**The data**:
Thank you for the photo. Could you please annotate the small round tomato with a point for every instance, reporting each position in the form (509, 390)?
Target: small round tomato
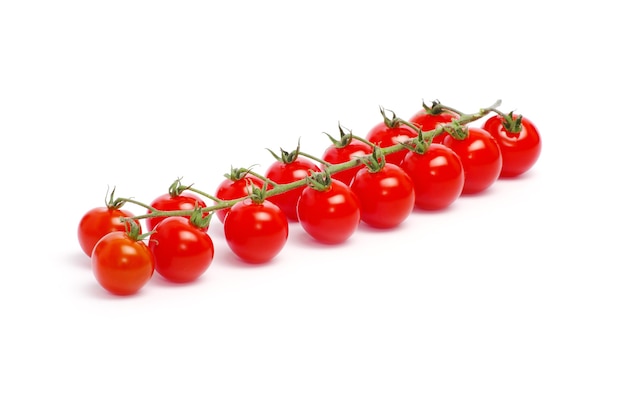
(331, 215)
(481, 159)
(182, 251)
(285, 172)
(336, 154)
(256, 231)
(520, 147)
(121, 264)
(98, 222)
(437, 176)
(428, 118)
(168, 202)
(237, 184)
(387, 134)
(386, 196)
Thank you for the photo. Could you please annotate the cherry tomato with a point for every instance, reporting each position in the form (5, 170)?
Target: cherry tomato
(256, 231)
(182, 251)
(520, 150)
(386, 196)
(122, 265)
(287, 172)
(235, 185)
(330, 216)
(340, 154)
(437, 176)
(384, 136)
(481, 158)
(98, 222)
(427, 120)
(186, 200)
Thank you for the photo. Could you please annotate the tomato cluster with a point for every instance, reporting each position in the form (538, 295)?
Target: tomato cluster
(425, 163)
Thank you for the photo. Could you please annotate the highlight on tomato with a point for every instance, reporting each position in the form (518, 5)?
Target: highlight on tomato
(182, 248)
(481, 158)
(519, 141)
(385, 192)
(288, 168)
(121, 262)
(328, 210)
(256, 230)
(177, 198)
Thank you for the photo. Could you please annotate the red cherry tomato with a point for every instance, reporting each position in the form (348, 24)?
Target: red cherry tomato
(437, 176)
(256, 232)
(386, 196)
(233, 187)
(330, 216)
(481, 158)
(284, 173)
(520, 150)
(122, 265)
(168, 202)
(384, 136)
(98, 222)
(426, 120)
(336, 154)
(182, 251)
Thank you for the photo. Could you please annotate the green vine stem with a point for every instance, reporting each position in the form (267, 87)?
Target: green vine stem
(276, 189)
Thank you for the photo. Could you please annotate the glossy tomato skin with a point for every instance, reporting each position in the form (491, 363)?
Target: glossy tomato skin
(232, 189)
(482, 161)
(167, 202)
(335, 155)
(429, 121)
(386, 197)
(330, 216)
(437, 176)
(256, 232)
(385, 136)
(122, 265)
(98, 222)
(182, 251)
(520, 151)
(284, 173)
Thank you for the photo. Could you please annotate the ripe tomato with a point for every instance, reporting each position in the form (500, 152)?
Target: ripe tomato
(384, 135)
(428, 119)
(520, 149)
(121, 264)
(182, 251)
(481, 158)
(336, 154)
(235, 185)
(437, 176)
(330, 216)
(284, 172)
(167, 202)
(386, 196)
(98, 222)
(256, 231)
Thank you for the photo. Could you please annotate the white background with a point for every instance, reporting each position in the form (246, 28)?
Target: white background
(514, 298)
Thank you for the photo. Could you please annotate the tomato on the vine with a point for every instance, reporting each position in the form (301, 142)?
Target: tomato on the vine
(519, 141)
(237, 184)
(98, 222)
(386, 195)
(182, 250)
(178, 198)
(287, 168)
(256, 231)
(122, 264)
(437, 176)
(330, 213)
(480, 156)
(428, 118)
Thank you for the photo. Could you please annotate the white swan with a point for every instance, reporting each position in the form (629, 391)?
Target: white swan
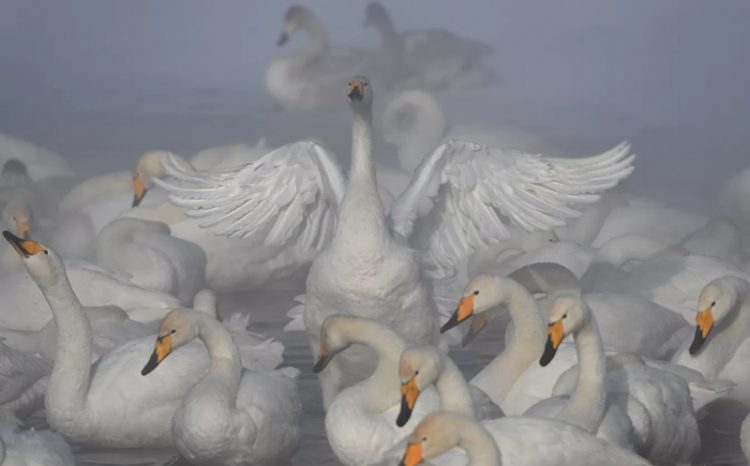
(430, 58)
(509, 441)
(231, 416)
(40, 163)
(415, 123)
(721, 347)
(311, 77)
(421, 366)
(150, 257)
(366, 266)
(33, 448)
(361, 419)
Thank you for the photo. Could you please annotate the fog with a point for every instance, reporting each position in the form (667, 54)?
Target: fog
(100, 81)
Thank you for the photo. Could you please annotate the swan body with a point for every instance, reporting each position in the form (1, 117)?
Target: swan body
(230, 416)
(374, 265)
(33, 448)
(720, 348)
(361, 420)
(145, 252)
(510, 441)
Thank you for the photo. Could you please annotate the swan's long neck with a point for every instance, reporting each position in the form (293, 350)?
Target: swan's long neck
(69, 381)
(586, 405)
(479, 445)
(361, 224)
(524, 348)
(381, 390)
(455, 395)
(225, 371)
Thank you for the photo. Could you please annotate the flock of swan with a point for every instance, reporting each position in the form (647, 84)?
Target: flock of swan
(626, 319)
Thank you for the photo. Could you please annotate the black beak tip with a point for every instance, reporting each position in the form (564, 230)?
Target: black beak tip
(150, 365)
(697, 343)
(404, 414)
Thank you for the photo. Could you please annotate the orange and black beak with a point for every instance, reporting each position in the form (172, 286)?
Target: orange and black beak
(357, 90)
(409, 394)
(24, 247)
(555, 335)
(324, 358)
(464, 310)
(413, 455)
(704, 323)
(23, 229)
(162, 348)
(139, 190)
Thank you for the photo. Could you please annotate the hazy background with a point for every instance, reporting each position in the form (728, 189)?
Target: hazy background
(101, 80)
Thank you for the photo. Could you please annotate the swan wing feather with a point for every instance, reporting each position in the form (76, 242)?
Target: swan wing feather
(463, 196)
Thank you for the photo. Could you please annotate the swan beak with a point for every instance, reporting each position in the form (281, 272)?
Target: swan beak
(464, 310)
(323, 359)
(161, 350)
(357, 90)
(24, 247)
(139, 190)
(555, 335)
(478, 323)
(409, 395)
(413, 455)
(704, 321)
(282, 39)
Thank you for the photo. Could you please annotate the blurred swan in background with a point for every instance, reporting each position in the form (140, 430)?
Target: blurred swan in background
(430, 58)
(450, 209)
(231, 416)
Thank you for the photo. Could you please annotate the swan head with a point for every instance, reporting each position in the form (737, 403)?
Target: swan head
(419, 367)
(17, 215)
(360, 93)
(715, 303)
(482, 293)
(147, 167)
(375, 14)
(177, 329)
(434, 435)
(567, 313)
(295, 19)
(333, 339)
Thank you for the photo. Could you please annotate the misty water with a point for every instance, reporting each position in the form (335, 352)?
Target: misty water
(100, 82)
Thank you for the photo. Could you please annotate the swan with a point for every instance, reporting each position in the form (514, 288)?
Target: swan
(361, 420)
(40, 163)
(516, 441)
(150, 257)
(230, 416)
(310, 78)
(433, 58)
(720, 348)
(421, 366)
(414, 121)
(375, 265)
(660, 409)
(33, 448)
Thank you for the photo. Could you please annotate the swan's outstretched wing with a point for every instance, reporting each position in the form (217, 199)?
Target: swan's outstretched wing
(463, 196)
(291, 192)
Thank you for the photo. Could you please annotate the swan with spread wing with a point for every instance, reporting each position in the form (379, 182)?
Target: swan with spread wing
(461, 198)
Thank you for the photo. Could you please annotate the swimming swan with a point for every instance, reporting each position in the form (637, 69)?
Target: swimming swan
(369, 263)
(231, 416)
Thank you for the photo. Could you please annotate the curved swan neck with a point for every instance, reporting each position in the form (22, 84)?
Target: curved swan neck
(479, 445)
(455, 395)
(69, 381)
(524, 348)
(586, 405)
(381, 388)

**What is needed**:
Transcribe the listing exactly. Its images are to be omitted.

**Solution for this exercise**:
Thank you for the photo. Could you please annotate the small round tomato with a point for every instance, reporting each position in the form (509, 390)?
Target: small round tomato
(331, 215)
(481, 159)
(182, 251)
(285, 172)
(336, 154)
(256, 231)
(520, 147)
(121, 264)
(98, 222)
(437, 176)
(428, 118)
(168, 202)
(237, 184)
(387, 134)
(386, 196)
Thank you for the photo. Could you please annotate the cherry tomato with a point for every instance, reporting each position in the form (5, 170)?
Target: cherry tomato
(256, 231)
(182, 251)
(520, 150)
(386, 196)
(122, 265)
(287, 172)
(235, 185)
(330, 216)
(340, 154)
(437, 176)
(384, 136)
(481, 158)
(98, 222)
(427, 120)
(186, 200)
Thank you for the photo. Could you please annotate the tomato cluster with a point for every instance, reporting each position in the form (538, 295)?
Target: tomato cluster
(425, 163)
Thank you for the photo. Could you please annotate the highlight on tomato with a point for every instance, reporting each position in the form (518, 5)?
Target: highlight on tomato
(182, 248)
(481, 158)
(519, 141)
(385, 192)
(288, 168)
(121, 262)
(328, 210)
(256, 230)
(177, 198)
Thank you for the photo. Could you please annotate the red cherry tomato with a point for every instance, reporting each position in the form (348, 24)?
Target: red cherry tomato
(437, 176)
(256, 232)
(386, 196)
(233, 187)
(330, 216)
(481, 158)
(284, 173)
(520, 150)
(122, 265)
(168, 202)
(384, 136)
(98, 222)
(426, 120)
(336, 154)
(182, 251)
Thank you for the photo. Could you please annotate the green vine stem with a point for every instance, reporting each position in the form (267, 87)?
Target: green vine stem
(276, 189)
Thank you for the photo. Could you please annotate the glossy tomato skin with a point for every instance, reporting each position in the form (491, 363)?
Target: glossy tomato skin
(232, 189)
(482, 161)
(167, 202)
(335, 155)
(429, 121)
(386, 197)
(330, 216)
(437, 176)
(256, 232)
(385, 136)
(122, 265)
(98, 222)
(182, 251)
(520, 151)
(284, 173)
Thank you for the photo. Could you please annotate the ripe tomato with a point for every instance, reporting each position in the form (500, 152)?
Target: ripe tomato
(384, 135)
(428, 119)
(520, 149)
(121, 264)
(182, 251)
(481, 158)
(336, 154)
(235, 185)
(437, 176)
(330, 216)
(284, 172)
(167, 202)
(386, 196)
(98, 222)
(256, 231)
Thank you for the photo. Could you please annotate the white background with a point for every instance, reporting each position in the form (246, 28)?
Target: white background
(514, 298)
Thank you for the photo. Could you please annotate the tomato on the vine with a point for every instance, reporting each position in the form (301, 142)?
Target: tomato on the vine
(519, 141)
(237, 184)
(98, 222)
(386, 195)
(182, 250)
(178, 198)
(287, 168)
(256, 231)
(122, 264)
(437, 176)
(330, 213)
(480, 156)
(428, 118)
Thank you for the photo. Could you please annotate the white swan with a point for every instance, reporting each position in the form (629, 391)?
Target: white swan
(430, 58)
(509, 441)
(231, 416)
(40, 163)
(415, 123)
(721, 347)
(311, 77)
(421, 366)
(150, 257)
(366, 266)
(33, 448)
(361, 419)
Thank you for the photo. Could you please annotate the fog with a point for every instance, reporting each position in the form (667, 54)?
Target: fog
(100, 81)
Thank you for the photo. Could you please annotate the swan body with a point for every instance, reporting each position in the form (1, 117)?
Target: swan body
(230, 416)
(374, 265)
(33, 448)
(720, 348)
(361, 420)
(145, 252)
(510, 441)
Thank you for the photo. Could you please annotate the swan's long neck with a point for every instance, reporting each position in the form (293, 350)?
Target: swan's long neck
(69, 381)
(586, 405)
(479, 445)
(361, 224)
(524, 348)
(381, 390)
(455, 395)
(225, 371)
Thank you for the photo. Could you please annotate the flock of swan with a point for every instance, reporting each position in the form (647, 84)?
Target: flock of swan
(626, 319)
Thank you for the photo. Could you please annotate the black beak tip with a point for every instance, reporting each position in the form (564, 230)?
Target: black beak tip
(150, 365)
(697, 343)
(404, 414)
Thank you for the photo. Could you please annotate the orange and black beak with a point for every instance, reporting each position in the form (172, 286)?
Target: orange and black beak
(357, 90)
(409, 394)
(24, 247)
(555, 335)
(324, 358)
(464, 310)
(413, 455)
(704, 323)
(23, 229)
(162, 348)
(139, 190)
Thank you for the photo. Could you please annotate the hazy background with a point for every instance, reporting each position in the form (728, 189)?
Target: hazy background
(101, 80)
Thank you for the photo. Could you please annotate the swan wing feather with a point for every instance, reporting each position in the form (76, 242)?
Target: swan wing feather
(463, 196)
Thank you for the photo. Could you please annotate the swan beak with a point for every instance, reporting each position in the form (281, 272)?
Target: swan beak
(464, 310)
(323, 359)
(161, 350)
(357, 90)
(24, 247)
(139, 190)
(555, 335)
(478, 323)
(409, 395)
(413, 455)
(704, 321)
(282, 39)
Thank you for the photo. Could you please annotate the blurred swan in background with a point for every instance, reporting each position in the form (140, 430)?
Target: blurred swan in background
(430, 58)
(450, 209)
(231, 416)
Thank you for the photo. Could you please annotate the swan head with a point for every instance, reporting each position in the form (737, 403)?
Target: swan head
(419, 367)
(17, 215)
(360, 93)
(715, 303)
(482, 293)
(147, 167)
(375, 14)
(177, 329)
(434, 435)
(567, 313)
(295, 19)
(333, 339)
Thank you for the photo. Could you please annotate the misty water with a point for every instance, reporting each position in the form (335, 352)?
Target: misty water
(100, 82)
Thank you for the photo. Could you please annotate the swan with a point for every instance, reporting each position in the form (514, 288)?
Target: swan
(361, 420)
(40, 163)
(516, 441)
(150, 257)
(230, 416)
(310, 78)
(433, 58)
(720, 348)
(421, 366)
(414, 121)
(375, 265)
(660, 409)
(33, 448)
Thank you for the photo. Could you please annotate the swan's outstretched wing with a point for every instance, reporting each position in the form (217, 199)?
Target: swan's outstretched wing
(463, 196)
(291, 192)
Thank you for the photo. Could you please annotate the swan with spread wing with a point for every instance, reporting each position in the form (379, 182)?
Target: swan with spread wing
(461, 198)
Thank you for the photo. Could you please annotate the swimming swan with a point for every instance, reporting each position in the form (637, 69)?
Target: swimming swan
(369, 263)
(231, 416)
Thank you for the photo. Could you please annotate the curved swan neck with a point for every instance, reporting each position in the form (22, 84)?
Target: curved swan neck
(479, 445)
(455, 395)
(69, 381)
(524, 348)
(586, 405)
(381, 388)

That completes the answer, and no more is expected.